» Text
'''
With the successful demolition of the Supertech twin towers, India has joined the club of countries that have razed buildings taller than 100 metres, Joe Brinkman of South African firm Jet Demolitions has said.
Noida Twin Towers Are Now 80,000 Tonnes Of debris
The illegal twin towers in Noida's Sector 93A were grounded by waterfall implosion technique in a matter of 12 seconds, Brinkman told reporters on Sunday.
The Apex (32 storeys) and Ceyane (29 storeys) towers of Supertech had a height of 103 metres each, according to officials.
- The two had together previously demolished four residential complexes in Maradu municipal area of Kochi, Kerala, in a similar fashion. "India and Edifice have now joined the 100-metre club of countries which have buildings over this height that have been demolished and that too with residential buildings standing so close to them, making the project extremely challenging," Brinkman, 62, said, heaping praises on the Edifice-Jet team.
- "All credit goes to the entire team," he said. Jet Demolitions holds a distinguished position globally for demolition works. In November 2019, the firm had grounded the 108-metre-tall Bank of Lisbon building in Johannesburg within a few seconds in an eye-popping event and ensured that a structure barely seven metres next to it was safe too.
- Brinkman said the whole process for demolishing the Noida twin towers took 12 seconds. He said the team's first priority was to ensure that there were no injuries to people during the implosion and no structural damage caused to any of the buildings around. He added that very few buildings taller than 100 metres have been demolished in a controlled manner across the world.
- Edifice Engineering partner Utkarsh Mehta described Brinkman as the "mastermind" of the successful demolition. He said around 35,000 cubic metres or approximately 80,000 tonnes of debris was left after the demolition. Around 50,000 tonnes of it has been absorbed in the basements of the now-demolished towers while the remaining would be disposed of in 90 days, he said. "We will have to coordinate with the Emerald Court and ATS Village societies for the disposal since the debris would have to be first processed at the site only and then it would be taken to construction and demolition waste processing centres.
"Coordination would be needed for fixing the timing for work at the site to cause least disturbance to residents," said Mehta. Jigar Chheda, another Edifice partner, said they took six months to plan the clean execution of the demolition and the whole exercise was a "very challenging" process. "Days and nights went into the preparation for this day. Over 9,000 holes were drilled for explosives in the two buildings; they had to be most accurate and all this was challenging," Chheda told. "Getting permission from all authorities concerned, coordinating with multiple agencies, and convincing residents of safety were key effort areas," he said. Mayur Mehta, project manager for Edifice, said 9,642 holes were drilled and 3,700 kg of explosives were used for the demolition. "The types of explosives used were Solar coal - with 6 gm, 10 gm, 20 gm, and 80 gm mass. Electric detonators, shock tubes and emulsions were also used. The tubes were placed in a way that some had a 0.5-millisecond explosion capacity, while others had a 7,000-millisecond capacity," he added.
'''
» Work to complete
List every person named in the article on the Noida twin towers demolition, along with the firm or role the article gives for each. The records have nothing to do with the article on the Noida twin towers demolition.

» Extracted data
'''
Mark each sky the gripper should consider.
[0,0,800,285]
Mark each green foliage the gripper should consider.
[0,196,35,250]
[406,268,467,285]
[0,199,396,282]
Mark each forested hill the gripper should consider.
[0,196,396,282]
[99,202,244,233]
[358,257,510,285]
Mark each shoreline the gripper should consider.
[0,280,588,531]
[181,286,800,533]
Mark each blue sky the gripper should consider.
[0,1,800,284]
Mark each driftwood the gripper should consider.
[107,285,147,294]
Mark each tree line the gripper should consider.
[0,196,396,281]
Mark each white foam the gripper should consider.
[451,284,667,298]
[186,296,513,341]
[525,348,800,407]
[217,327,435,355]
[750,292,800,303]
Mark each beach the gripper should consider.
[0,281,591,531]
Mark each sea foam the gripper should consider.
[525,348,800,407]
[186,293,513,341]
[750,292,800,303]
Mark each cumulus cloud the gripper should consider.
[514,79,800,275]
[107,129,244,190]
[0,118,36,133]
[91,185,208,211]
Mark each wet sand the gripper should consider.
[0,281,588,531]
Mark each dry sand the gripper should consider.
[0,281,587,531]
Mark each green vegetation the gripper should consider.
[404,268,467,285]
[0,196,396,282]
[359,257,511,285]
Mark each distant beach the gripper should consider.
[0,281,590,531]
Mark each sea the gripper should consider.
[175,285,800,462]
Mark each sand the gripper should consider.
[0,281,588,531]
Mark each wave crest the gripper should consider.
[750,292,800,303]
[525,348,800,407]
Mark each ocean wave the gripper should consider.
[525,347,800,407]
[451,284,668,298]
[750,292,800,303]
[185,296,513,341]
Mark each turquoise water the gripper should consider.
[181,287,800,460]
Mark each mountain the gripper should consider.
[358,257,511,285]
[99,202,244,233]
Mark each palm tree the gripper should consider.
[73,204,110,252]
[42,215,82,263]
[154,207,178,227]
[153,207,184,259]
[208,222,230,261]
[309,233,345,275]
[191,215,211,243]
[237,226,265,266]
'''
» Reply to the task
- Joe Brinkman: of the South African firm Jet Demolitions
- Utkarsh Mehta: partner, Edifice Engineering
- Jigar Chheda: another Edifice partner
- Mayur Mehta: project manager for Edifice